■ **Information shown**:
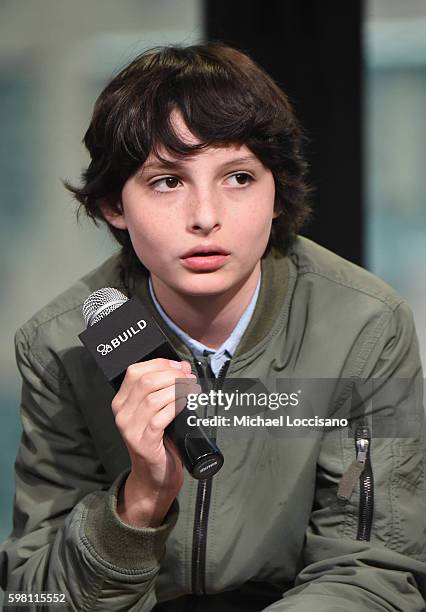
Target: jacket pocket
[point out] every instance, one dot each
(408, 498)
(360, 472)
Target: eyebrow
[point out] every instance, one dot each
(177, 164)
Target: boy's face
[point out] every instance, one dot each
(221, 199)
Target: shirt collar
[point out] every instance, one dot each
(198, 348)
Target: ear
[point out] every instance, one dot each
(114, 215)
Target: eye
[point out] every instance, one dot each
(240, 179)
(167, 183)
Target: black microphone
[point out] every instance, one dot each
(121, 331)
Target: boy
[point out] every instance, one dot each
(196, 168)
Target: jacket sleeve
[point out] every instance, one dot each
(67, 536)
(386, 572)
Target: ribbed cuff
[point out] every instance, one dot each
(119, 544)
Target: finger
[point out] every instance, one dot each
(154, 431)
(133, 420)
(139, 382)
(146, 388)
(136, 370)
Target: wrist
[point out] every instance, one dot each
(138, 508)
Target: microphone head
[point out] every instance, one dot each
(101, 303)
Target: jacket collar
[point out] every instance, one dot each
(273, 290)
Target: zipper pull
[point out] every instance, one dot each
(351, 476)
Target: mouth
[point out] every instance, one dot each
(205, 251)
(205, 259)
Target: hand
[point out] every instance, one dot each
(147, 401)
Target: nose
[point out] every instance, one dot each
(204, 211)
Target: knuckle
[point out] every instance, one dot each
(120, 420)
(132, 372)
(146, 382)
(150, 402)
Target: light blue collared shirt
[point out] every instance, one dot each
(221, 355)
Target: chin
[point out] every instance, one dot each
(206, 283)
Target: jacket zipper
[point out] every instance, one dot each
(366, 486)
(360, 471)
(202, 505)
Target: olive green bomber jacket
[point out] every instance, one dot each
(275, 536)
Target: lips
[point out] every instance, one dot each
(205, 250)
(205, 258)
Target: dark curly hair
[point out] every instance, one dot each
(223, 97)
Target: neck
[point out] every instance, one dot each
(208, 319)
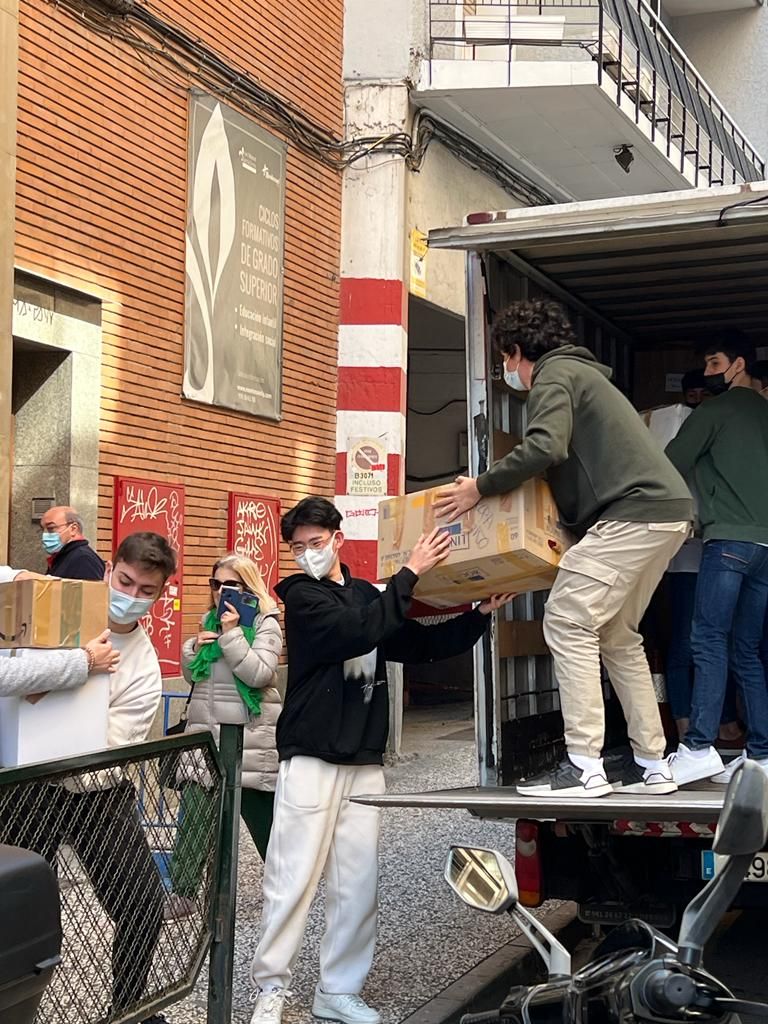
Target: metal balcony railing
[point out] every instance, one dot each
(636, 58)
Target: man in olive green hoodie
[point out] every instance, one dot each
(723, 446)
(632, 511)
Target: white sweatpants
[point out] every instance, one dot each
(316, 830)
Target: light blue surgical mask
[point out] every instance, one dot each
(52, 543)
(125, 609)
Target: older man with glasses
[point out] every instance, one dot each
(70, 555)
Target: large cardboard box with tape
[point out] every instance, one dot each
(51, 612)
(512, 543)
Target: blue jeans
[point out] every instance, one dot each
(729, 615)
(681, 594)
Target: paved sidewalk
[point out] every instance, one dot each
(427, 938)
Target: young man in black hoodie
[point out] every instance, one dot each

■ **What the task requires**: Except for the pictures, copy every line of the records above exactly.

■ **Exercise solution**:
Target: jacket pocket
[point out] every instance, one dot each
(408, 498)
(360, 472)
Target: eyebrow
[point out] every instance, one dot each
(177, 164)
Target: boy's face
[point out] every instance, one dot each
(221, 199)
Target: shirt collar
[point out] every instance, one dot each
(198, 348)
Target: ear
[point out] every instance, one dot each
(114, 215)
Target: eye
[point out] every instance, one dot each
(240, 179)
(167, 183)
Target: black microphone
[point out] every instance, one dot each
(121, 331)
Target: boy
[point out] every instance, one dot each
(196, 168)
Target: jacket sleeve
[point out] every instance, one dot each
(67, 536)
(386, 572)
Target: ribbed cuff
[point out] every instance, one dot each
(119, 544)
Target: finger
[point out] every instance, one dot each
(154, 431)
(133, 420)
(139, 382)
(146, 388)
(136, 370)
Target: wrist
[point out] every instance, one dot each
(138, 508)
Target: microphone head
[point out] every instance, one dot each
(101, 303)
Target: jacket collar
[point out] every instance, one dot each
(273, 290)
Target: zipper pull
[point out] every instance, one dot each
(351, 476)
Target: mouth
[point out] every instance, one dot each
(205, 251)
(205, 259)
Target: hand
[point out] every instance, one dot each
(147, 401)
Target: nose
[point out] every instance, one dot each
(204, 211)
Target: knuckle
[point out] every instance, one dot each
(120, 420)
(132, 372)
(146, 382)
(150, 402)
Target: light blue collared shirt
[point out] every instance, one dot each
(221, 355)
Target: chin
[point out] every instance, one dot each
(206, 283)
Target: jacket zipper
[point out] every instance, one dot each
(366, 486)
(360, 471)
(202, 505)
Target: olive green bomber jacket
[point out] every instance, one dot each
(275, 536)
Target: lips
[point out] every instance, one dot each
(205, 250)
(205, 258)
Target: dark curly hair
[point out] every instance, one dot each
(223, 97)
Target: neck
[point out] every instance, one dot each
(208, 319)
Target: metal balcony railing
[point out] every instance, one dot each
(636, 58)
Target: man in olive green hoodie
[point out] every instance, one dot each
(723, 446)
(632, 511)
Target: white sweatpants
[point out] every instance, one dot each
(316, 830)
Target: light blue surgical mask
[point out] every instance, one dot each
(52, 543)
(125, 609)
Target: older man with glasses
[point out] every instance, one dot each
(70, 555)
Target: large cardboard box with tape
[point out] every instance, one dot each
(51, 612)
(512, 543)
Target: blue jeans
[point out] every instance, one dot each
(729, 615)
(681, 594)
Target: paved sidewalk
[point out] every instance, one dot each
(427, 938)
Target: young man in black hoodie
[point out] every instance, one dot each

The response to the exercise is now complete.